(Selected text begins)

Loving Richard Parker

Imagine a fictional story that invokes Aesop’s Fables, Rudyard Kipling’s Jungle Book and War Horse. Yann Martel’s multi prize-winner, Life of Pi (Wyndham’s Theatre), is a philosophical tale which was adapted into a memorable film experience by Ang Lee in 2012. This stage version, written by Lolita Chakrabarti, is a dichotomy of the prosaic and the fantastical. Pi (real name Piscine Patel) grows up in a zoo in Pondicherry, India, a young man with an interest in metaphysics and spirituality, influenced no doubt by growing up with animals. Political violence drives his family out of their home and he finds himself on board a cargo ship which sinks in the middle of the Pacific Ocean. He is stranded on a lifeboat with four animals – a hyena, a zebra, an orangutan, and a Royal Bengal tiger. Only Pi and the tiger, called Richard Parker, survive the 227 day ordeal.

(Selected text ends)
(Recorded information begins)

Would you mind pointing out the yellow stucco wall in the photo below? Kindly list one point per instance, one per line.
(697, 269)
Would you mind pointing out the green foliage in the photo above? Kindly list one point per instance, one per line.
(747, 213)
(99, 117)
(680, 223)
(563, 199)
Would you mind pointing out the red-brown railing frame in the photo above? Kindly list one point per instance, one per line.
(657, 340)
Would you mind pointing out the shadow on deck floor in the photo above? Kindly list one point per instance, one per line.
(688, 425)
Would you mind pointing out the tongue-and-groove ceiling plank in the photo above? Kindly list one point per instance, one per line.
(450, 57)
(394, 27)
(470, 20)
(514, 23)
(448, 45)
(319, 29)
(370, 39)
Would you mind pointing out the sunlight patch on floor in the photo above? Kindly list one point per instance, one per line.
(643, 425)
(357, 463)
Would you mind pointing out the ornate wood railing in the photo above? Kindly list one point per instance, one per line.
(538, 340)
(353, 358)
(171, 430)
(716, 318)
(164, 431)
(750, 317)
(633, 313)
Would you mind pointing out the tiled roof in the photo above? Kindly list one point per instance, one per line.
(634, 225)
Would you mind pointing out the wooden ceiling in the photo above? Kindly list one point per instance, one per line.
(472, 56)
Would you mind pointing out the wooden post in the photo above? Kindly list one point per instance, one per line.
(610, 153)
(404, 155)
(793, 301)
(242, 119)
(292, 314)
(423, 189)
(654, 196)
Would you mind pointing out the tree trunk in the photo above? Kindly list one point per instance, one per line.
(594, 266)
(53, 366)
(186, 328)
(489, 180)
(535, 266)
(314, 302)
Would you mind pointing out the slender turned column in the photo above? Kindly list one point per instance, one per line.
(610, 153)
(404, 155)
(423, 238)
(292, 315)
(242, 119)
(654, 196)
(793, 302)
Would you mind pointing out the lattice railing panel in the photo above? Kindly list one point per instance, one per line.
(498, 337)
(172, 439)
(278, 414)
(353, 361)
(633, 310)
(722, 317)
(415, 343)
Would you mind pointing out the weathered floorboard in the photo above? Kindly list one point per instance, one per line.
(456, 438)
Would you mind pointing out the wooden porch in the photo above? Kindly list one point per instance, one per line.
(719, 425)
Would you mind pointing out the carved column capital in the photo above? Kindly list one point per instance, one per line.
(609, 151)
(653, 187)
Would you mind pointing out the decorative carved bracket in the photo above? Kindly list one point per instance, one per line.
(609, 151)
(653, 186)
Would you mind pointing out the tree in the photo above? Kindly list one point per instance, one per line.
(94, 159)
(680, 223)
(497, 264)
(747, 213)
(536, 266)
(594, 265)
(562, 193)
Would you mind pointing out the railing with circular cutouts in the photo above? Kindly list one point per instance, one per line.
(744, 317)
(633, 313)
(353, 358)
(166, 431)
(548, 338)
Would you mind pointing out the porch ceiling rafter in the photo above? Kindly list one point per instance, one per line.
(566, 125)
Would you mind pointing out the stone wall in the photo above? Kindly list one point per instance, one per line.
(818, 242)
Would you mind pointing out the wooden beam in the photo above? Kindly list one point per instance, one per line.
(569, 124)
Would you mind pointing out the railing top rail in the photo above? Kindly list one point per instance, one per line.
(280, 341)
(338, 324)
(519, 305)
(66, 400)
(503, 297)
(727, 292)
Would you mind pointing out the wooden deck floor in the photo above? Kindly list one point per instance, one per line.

(Recorded information ends)

What the task asks: According to the text about the Life of Pi stage version above, why does Pi's family leave their home in Pondicherry?

Exercise output: Political violence drives Pi's family out of their home, and he ends up on board a cargo ship that later sinks in the middle of the Pacific Ocean.